Dataset excerpt
--- BEGIN ---
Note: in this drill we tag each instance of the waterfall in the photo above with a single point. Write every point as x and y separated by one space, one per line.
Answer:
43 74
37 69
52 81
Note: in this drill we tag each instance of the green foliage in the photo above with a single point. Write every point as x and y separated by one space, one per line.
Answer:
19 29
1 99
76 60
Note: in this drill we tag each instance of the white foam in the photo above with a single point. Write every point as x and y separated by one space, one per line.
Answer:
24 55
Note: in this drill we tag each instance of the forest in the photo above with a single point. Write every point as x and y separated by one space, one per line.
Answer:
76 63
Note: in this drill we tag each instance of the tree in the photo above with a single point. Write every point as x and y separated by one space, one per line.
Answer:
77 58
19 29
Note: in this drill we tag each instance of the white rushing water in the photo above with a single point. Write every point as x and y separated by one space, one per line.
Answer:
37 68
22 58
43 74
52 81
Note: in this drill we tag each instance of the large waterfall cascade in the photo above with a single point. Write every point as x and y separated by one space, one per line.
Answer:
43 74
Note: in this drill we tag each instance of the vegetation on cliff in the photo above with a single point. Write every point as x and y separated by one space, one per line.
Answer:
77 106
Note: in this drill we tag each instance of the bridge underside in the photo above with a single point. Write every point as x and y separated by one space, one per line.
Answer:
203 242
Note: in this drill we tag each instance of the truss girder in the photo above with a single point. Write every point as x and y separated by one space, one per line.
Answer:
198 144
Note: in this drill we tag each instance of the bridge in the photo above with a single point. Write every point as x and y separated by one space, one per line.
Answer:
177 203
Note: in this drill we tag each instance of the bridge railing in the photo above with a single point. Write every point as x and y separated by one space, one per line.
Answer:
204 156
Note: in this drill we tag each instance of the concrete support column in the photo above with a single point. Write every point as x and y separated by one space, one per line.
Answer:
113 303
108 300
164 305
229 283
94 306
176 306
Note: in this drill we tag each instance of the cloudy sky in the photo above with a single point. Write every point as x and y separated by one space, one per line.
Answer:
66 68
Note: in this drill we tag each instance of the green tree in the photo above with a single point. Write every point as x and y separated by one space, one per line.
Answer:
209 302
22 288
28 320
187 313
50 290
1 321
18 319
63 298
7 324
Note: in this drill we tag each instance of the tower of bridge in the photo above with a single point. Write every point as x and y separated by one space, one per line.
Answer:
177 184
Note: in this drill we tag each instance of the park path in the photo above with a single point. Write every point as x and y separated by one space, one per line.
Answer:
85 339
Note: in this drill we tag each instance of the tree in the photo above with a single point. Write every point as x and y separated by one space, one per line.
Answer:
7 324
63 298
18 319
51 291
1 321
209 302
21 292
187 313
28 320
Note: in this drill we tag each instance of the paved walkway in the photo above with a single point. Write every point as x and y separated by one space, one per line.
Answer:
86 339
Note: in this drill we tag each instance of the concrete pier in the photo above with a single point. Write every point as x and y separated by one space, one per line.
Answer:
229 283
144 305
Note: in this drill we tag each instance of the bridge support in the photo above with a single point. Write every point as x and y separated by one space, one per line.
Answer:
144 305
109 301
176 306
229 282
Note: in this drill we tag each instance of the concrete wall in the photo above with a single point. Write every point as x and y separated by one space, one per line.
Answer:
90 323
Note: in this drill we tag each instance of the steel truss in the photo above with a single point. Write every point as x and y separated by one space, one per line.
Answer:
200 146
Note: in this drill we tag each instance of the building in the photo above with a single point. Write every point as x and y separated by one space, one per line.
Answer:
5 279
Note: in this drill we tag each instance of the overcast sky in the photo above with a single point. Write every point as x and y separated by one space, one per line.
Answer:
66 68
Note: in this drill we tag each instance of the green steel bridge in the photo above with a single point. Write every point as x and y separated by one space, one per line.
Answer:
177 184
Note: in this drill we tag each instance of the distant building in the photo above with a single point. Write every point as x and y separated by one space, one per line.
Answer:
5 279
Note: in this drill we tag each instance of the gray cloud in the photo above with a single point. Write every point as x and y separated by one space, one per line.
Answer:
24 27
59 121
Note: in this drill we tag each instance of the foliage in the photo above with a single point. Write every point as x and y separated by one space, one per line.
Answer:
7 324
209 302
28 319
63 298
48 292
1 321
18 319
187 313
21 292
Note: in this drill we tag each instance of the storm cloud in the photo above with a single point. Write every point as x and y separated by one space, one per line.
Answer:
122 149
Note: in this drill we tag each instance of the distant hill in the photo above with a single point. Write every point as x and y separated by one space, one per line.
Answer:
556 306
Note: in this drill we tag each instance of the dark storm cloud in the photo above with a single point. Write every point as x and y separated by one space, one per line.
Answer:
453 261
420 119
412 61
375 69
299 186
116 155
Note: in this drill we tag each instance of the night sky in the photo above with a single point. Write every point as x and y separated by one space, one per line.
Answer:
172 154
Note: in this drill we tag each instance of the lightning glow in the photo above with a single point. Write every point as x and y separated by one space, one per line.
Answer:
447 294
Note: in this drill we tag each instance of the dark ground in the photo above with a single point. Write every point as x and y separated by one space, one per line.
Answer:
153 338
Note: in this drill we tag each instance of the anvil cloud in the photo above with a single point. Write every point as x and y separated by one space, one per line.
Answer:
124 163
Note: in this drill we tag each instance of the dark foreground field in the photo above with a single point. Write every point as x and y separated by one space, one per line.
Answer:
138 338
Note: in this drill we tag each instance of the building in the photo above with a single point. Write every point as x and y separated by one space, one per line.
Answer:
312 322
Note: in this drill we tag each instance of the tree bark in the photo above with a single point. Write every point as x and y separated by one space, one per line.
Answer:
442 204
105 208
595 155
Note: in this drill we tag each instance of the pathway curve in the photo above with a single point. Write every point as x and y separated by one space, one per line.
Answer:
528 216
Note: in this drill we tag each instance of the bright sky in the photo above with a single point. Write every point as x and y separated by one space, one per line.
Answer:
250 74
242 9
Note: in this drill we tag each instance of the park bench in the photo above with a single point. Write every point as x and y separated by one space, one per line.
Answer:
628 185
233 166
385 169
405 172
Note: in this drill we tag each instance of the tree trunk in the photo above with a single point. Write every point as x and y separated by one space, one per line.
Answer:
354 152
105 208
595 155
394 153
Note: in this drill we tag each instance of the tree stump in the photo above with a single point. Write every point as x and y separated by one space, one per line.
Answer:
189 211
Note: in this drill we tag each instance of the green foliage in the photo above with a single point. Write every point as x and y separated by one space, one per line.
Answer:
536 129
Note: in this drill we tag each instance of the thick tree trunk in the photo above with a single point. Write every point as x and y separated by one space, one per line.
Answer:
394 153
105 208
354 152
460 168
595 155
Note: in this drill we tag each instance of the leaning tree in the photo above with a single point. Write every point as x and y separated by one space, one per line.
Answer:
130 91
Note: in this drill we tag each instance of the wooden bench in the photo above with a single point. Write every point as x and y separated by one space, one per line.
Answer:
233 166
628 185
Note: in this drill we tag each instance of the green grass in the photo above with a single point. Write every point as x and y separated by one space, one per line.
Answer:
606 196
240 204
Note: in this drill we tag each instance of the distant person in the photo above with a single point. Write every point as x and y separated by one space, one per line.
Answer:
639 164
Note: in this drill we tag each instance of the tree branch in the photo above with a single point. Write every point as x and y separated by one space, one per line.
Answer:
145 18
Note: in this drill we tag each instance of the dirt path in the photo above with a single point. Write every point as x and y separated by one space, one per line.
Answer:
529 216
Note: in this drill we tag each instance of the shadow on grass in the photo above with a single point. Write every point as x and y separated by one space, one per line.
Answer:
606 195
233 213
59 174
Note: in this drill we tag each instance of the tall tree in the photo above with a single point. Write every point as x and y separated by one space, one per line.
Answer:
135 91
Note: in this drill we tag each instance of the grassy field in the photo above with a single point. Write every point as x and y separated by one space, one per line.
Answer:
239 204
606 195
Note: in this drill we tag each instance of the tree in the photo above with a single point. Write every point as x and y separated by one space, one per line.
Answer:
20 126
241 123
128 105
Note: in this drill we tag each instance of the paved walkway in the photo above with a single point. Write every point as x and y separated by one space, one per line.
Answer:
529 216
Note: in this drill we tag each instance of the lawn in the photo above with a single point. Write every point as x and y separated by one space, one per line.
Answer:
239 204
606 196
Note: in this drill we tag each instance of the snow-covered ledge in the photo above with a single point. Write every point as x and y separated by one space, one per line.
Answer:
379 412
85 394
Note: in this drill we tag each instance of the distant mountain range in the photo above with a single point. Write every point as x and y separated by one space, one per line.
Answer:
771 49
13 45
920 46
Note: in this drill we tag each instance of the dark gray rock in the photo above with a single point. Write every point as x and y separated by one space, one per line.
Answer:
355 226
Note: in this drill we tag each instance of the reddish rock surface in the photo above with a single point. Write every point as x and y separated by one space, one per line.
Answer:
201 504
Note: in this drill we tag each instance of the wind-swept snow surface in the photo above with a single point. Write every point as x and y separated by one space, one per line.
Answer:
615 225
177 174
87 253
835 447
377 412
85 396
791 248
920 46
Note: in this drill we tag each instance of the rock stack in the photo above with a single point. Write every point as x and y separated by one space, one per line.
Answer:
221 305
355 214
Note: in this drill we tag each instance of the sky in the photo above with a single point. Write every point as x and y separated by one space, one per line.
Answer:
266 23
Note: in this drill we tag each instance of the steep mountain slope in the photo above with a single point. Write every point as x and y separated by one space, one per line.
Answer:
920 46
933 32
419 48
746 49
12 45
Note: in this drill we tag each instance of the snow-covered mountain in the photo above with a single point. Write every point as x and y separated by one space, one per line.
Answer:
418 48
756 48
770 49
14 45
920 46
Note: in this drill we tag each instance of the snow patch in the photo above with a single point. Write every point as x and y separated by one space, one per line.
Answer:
--- END ---
» **Requirement**: Copy each line exactly, from the line containing "Note: in this drill we tag each instance of the steep" down to the last line of the material, and no other lines.

» **Full output**:
Note: in this drill we tag each instance of the steep mountain slope in the photo above with a single point. Write every point as x and y separated by one space, one per line.
Answer:
920 46
933 32
419 48
746 49
12 45
Note: in this drill we tag each instance of the snow-covered mountain in the photo above with a single point. Write every point as x and y separated by one space, one per line.
Answer:
418 48
756 48
770 49
14 45
920 46
Note: in this drill we tag each instance of the snow patch in the photo above with a single point. Write every point as x and y separated by one space, one per line.
Answer:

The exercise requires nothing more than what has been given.